### ESTRATTO DEL DOCUMENTO

⁂

CF: Abbiamo visto il film in inglese nonostante la produzione sia francese e ho saputo che il film è stato girato per ben due volte, una in inglese e una in francese, come mai?
FV: È stata una decisione della produzione, non c’era alcuna volontà da parte mia di girare un film per forza in inglese, così come non ha importanza che l’abbia fatto in francese, perché in realtà è ben poco francesce. Mi interessa ben poco la questione culturale o linguistica in questo caso. Ho semplicemente utilizzato la mia lingua ma non ci sono dei riferimenti culturali specifici alla Francia. Mi piaceva l’idea di fare un film dove si sentono una pluralità di lingue, che siano di origine differente, anche se non spieghiamo da dove vengano. All’inizio pensavo di fare un film solamente ma poi, per una questione di finanziamenti e per il fatto che questo genere di film ha un pubblico potenziale ridotto in Francia, abbiamo rigirato scena per scena. Il vantaggio nello svantaggio è che in questo modo abbiamo una piccola fetta di pubblico un po’ dappertutto. Il distributore ha ritenuto importante che ci fosse una versione inglese originale, e non doppiata, dove ciascun attore parlasse davvero in inglese.
CF: Una faticaccia…
FV: (Ride, nda) Abbiamo girato due volte tutte le scene di parlato naturalmente. E poi abbiamo fatto due montaggi, due mixaggi. Tutto doppio insomma. Abbiamo anche dovuto riadattare la musica e alcune inquadrature perché in alcuni momenti la lunghezza delle scene e del parlato non coincidevano ovviamente. Ma pazienza, è stata una sorta di obbligo contrattuale.
CF: Mi ha fatto sorridere il fatto che, dopo tutto questo lavoro, il film negli Stati Uniti è stato comunque presentato in francese! Ci racconti questo aneddoto?

⁂

[Voci di dati raccolte]
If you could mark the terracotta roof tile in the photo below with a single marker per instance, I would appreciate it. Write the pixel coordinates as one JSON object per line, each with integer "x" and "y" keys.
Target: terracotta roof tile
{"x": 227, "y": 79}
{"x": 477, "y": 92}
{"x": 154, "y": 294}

⁂

### ELENCO DEI COMPITI
1 > Elenca tutto ciò che, secondo FV nell'intervista sul film, è stato fatto in doppio.
2 > Rispondi alle seguenti domande sull'intervista sul film.
(a) Di chi è stata la decisione di girare il film anche in inglese?
(b) Che tipo di versione inglese il distributore ha ritenuto importante avere?
(c) Oltre alla musica, che cosa si è dovuto riadattare?
3 > Prosegui l'intervista sul film a partire dall'ultima domanda di CF.

### ESITI DEI COMPITI
1 >
- Le scene di parlato, girate due volte
- Il montaggio, con due montaggi
- Il mixaggio, con due mixaggi

2 >
(a) Della produzione.
(b) Una versione inglese originale, non doppiata, in cui ciascun attore parlasse davvero in inglese.
(c) Alcune inquadrature.

3 >
FV: Penso che malgrado tutto il film sia profondamente europeo, nel suo modo di sperimentare. Non so dire se sia riuscito o meno il tentativo ma sperimentale lo è comunque per il fatto che abbia provato ad evitare di farlo funzionare secondo un piano prestabilito e convenzionale. Negli Stati Uniti lo hanno voluto in francese perché l’hanno percepito comunque come qualcosa di esotico. Credo abbiano voluto affermare chiaramente che non si trattava di un prodotto americano, che abbiano voluto dichiarare il suo essere europeo piuttosto che giocare sull’ambiguità.
CF: So che hai fatto l’assistente di regia per diverse produzioni francesi, come sono state le tue precedenti esperienze? Che cosa hai imparato?
FV: Principalmente, ciò che ho imparato lavorando con gli altri è che ci sono sempre due film: quello che noi immaginiamo quando siamo da soli con un testo o con gli autori, una sorta di proiezione personale del film, mentre il secondo è quello che realmente possiamo realizzare. Sono due cose molto molto differenti il film che abbiamo sognato e ciò che effettivamente c’è poi nella pellicola. Non è necessariamente positivo o negativo. A volte è meglio l’uno a volte l’altro.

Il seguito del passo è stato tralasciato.